-------- Dataset rows
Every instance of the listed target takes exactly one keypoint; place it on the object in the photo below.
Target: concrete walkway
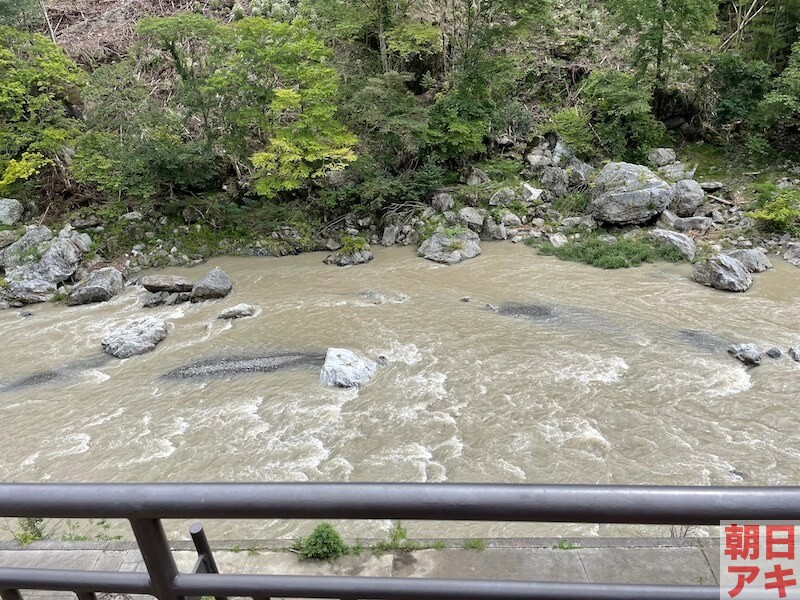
(601, 560)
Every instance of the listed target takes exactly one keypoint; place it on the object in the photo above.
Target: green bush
(572, 124)
(626, 252)
(324, 543)
(780, 212)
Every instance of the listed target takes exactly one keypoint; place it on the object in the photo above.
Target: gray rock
(748, 354)
(530, 194)
(677, 171)
(20, 251)
(99, 286)
(666, 220)
(711, 186)
(628, 194)
(237, 312)
(59, 262)
(658, 157)
(502, 197)
(723, 273)
(509, 219)
(755, 261)
(792, 255)
(472, 218)
(10, 211)
(687, 197)
(8, 237)
(443, 201)
(214, 284)
(137, 337)
(345, 368)
(578, 173)
(30, 291)
(701, 224)
(450, 250)
(389, 237)
(556, 180)
(167, 283)
(493, 230)
(682, 242)
(477, 177)
(349, 259)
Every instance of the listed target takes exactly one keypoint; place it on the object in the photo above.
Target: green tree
(38, 82)
(664, 28)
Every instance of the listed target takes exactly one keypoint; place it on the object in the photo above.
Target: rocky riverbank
(559, 201)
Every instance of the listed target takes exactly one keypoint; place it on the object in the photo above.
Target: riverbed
(612, 377)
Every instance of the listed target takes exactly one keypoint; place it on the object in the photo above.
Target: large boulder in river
(625, 193)
(214, 284)
(10, 211)
(99, 286)
(748, 354)
(345, 368)
(23, 250)
(682, 242)
(722, 272)
(755, 261)
(137, 337)
(687, 197)
(167, 283)
(450, 249)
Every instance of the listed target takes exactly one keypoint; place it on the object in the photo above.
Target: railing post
(157, 557)
(205, 560)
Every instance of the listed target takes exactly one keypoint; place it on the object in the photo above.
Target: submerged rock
(722, 272)
(345, 368)
(749, 354)
(450, 249)
(167, 283)
(99, 286)
(137, 337)
(625, 193)
(755, 261)
(237, 312)
(214, 284)
(258, 364)
(682, 242)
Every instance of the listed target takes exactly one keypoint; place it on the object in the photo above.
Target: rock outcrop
(628, 194)
(214, 284)
(722, 272)
(345, 368)
(137, 337)
(99, 286)
(682, 242)
(450, 249)
(167, 283)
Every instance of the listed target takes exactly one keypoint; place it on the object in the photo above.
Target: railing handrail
(670, 505)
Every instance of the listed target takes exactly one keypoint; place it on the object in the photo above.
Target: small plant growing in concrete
(476, 544)
(324, 543)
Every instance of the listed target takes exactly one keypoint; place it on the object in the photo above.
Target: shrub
(324, 543)
(624, 253)
(780, 212)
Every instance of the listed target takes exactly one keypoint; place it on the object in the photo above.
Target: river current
(613, 377)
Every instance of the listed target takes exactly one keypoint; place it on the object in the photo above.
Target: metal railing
(145, 505)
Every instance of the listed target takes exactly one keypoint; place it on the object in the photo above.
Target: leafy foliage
(626, 252)
(324, 543)
(621, 114)
(37, 84)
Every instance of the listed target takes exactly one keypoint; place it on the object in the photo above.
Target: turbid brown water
(581, 375)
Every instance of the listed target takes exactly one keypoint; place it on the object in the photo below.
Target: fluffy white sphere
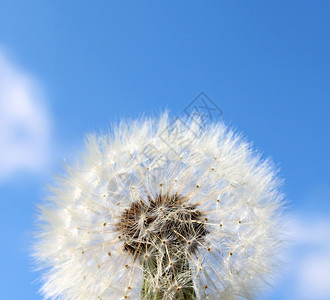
(164, 207)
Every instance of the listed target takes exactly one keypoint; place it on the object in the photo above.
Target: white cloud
(311, 265)
(24, 121)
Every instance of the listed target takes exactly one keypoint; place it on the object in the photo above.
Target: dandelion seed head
(166, 207)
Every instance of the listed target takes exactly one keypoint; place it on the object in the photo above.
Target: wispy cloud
(311, 259)
(24, 121)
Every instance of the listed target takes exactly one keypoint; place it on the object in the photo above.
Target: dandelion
(162, 209)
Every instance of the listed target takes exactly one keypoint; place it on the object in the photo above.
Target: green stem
(180, 267)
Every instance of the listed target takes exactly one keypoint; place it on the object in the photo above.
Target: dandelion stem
(160, 280)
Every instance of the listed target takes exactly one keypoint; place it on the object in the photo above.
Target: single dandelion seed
(161, 226)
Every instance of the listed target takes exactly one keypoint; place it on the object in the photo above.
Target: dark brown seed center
(164, 221)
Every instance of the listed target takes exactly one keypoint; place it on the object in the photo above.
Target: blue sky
(69, 68)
----------------
## Task statement
Write the listing above out again exactly, dropping each image.

## Solution
Every instance of the listed target takes exactly one keypoint; place it on the object in the photo below.
Target: concrete walkway
(601, 560)
Every instance of the listed target takes exactly one keypoint; place it on the object in the photo above.
Target: green bush
(572, 124)
(626, 252)
(324, 543)
(780, 212)
Every instance of the listed target takes exactly one keypoint; place it on the object in the photo above.
Target: gray rock
(748, 354)
(530, 194)
(677, 171)
(20, 251)
(99, 286)
(666, 220)
(711, 186)
(628, 194)
(237, 312)
(59, 262)
(658, 157)
(502, 197)
(723, 273)
(509, 219)
(755, 261)
(792, 255)
(472, 218)
(10, 211)
(687, 197)
(8, 237)
(443, 201)
(214, 284)
(137, 337)
(345, 368)
(578, 173)
(30, 291)
(701, 224)
(450, 250)
(389, 237)
(556, 180)
(167, 283)
(493, 230)
(682, 242)
(477, 177)
(349, 259)
Every instance of the listed target takes exactly one keypoint; place it on the object in the photo above.
Target: green tree
(38, 82)
(664, 28)
Every instance of the listed target takes exactly one keypoint; place it on the object in the photo above.
Target: rocky riverbank
(559, 201)
Every instance of the listed target takes exactly one keypoint; place it on the object in the photo above.
Target: riverbed
(612, 377)
Every instance of the listed target takes exactly one keypoint; place it on the object in the photo above.
Target: large boulder in river
(625, 193)
(214, 284)
(10, 211)
(99, 286)
(748, 354)
(345, 368)
(23, 250)
(682, 242)
(722, 272)
(755, 261)
(137, 337)
(687, 197)
(167, 283)
(450, 249)
Every instance of the listed target takes exactly one keypoint; place it on the object in the photo above.
Target: railing post
(157, 557)
(205, 560)
Every instance of the listed target takes exactly one keypoint; place it on the object in the photo above.
Target: submerged rock
(722, 272)
(345, 368)
(749, 354)
(450, 249)
(167, 283)
(99, 286)
(137, 337)
(625, 193)
(755, 261)
(237, 312)
(214, 284)
(258, 364)
(682, 242)
Every instance of the listed target takes exactly one keypoint; place it on the object in the photo above.
Target: rock outcrop
(628, 194)
(214, 284)
(722, 272)
(345, 368)
(137, 337)
(99, 286)
(682, 242)
(450, 249)
(167, 283)
Every instance of the listed target takes exactly one keypoint; place it on the object in the photo above.
Target: railing handrail
(670, 505)
Every instance of the listed target takes exactly one keypoint; place it on the object in the photo above.
Target: small plant growing in concrete
(476, 544)
(324, 543)
Every instance of the listed target takes exactly one keypoint; place it on the object in the photo above.
Target: shrub
(324, 543)
(624, 253)
(780, 212)
Every instance of the listed target takes exactly one keypoint; place it on the object in the photo above.
Target: river current
(613, 377)
Every instance of the listed target takes exactly one keypoint; place it on the object in the photo above.
Target: metal railing
(145, 505)
Every instance of the listed target takes exactly one keypoint; place it on the object in the photo above.
Target: leafy foliage
(626, 252)
(324, 543)
(621, 114)
(37, 84)
Every instance of the listed target takes exactly one keypoint; place it on the object in the photo above.
Target: turbid brown water
(581, 375)
Every instance of the listed target takes exactly one keypoint; place it on the object in the photo below.
Target: fluffy white sphere
(164, 207)
Every instance of the listed target takes exactly one keypoint; place it on the object in the photo above.
Target: white cloud
(311, 265)
(24, 121)
Every instance of the listed target takes exactly one keypoint; place it on the object in the photo above.
Target: dandelion seed head
(166, 207)
Every instance of the listed target takes exactly one keypoint; place it on the object in the photo above.
Target: wispy cloud
(311, 259)
(24, 121)
Every instance of the listed target takes exactly one keypoint; place it on the object in the photo above.
Target: dandelion
(162, 209)
Every instance of the listed target takes exactly one keypoint; place it on the object in the photo above.
Target: green stem
(180, 267)
Every instance of the listed target takes exactly one keypoint; place it on the object in the photo above.
Target: dandelion stem
(160, 280)
Every instance of the listed target takes exactly one keypoint; place it on the object in the photo above.
Target: single dandelion seed
(161, 226)
Every instance of the listed target takes exactly one keypoint; place it on the object in the photo above.
Target: dark brown seed center
(164, 221)
Every instance of the listed target takes exactly one keypoint; place it on the object in the photo above.
Target: blue sky
(69, 68)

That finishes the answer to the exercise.